# Task statement
Report each line below that carries the word "mark".

# Provided records
/---
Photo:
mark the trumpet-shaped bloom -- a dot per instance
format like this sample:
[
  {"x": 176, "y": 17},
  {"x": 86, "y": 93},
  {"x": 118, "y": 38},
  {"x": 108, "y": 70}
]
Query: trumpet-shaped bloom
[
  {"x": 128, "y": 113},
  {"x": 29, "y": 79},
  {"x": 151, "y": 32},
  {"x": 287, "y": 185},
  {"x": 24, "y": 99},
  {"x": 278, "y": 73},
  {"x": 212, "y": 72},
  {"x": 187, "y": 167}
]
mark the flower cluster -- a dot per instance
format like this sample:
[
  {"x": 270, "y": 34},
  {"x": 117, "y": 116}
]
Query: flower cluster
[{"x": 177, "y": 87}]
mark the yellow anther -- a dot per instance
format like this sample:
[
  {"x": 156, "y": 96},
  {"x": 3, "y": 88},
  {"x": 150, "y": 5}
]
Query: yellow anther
\---
# Exercise response
mark the trumpet-shaped bloom -- a dot per instance
mark the flower cluster -- a dot per instance
mark the yellow anther -- a dot per instance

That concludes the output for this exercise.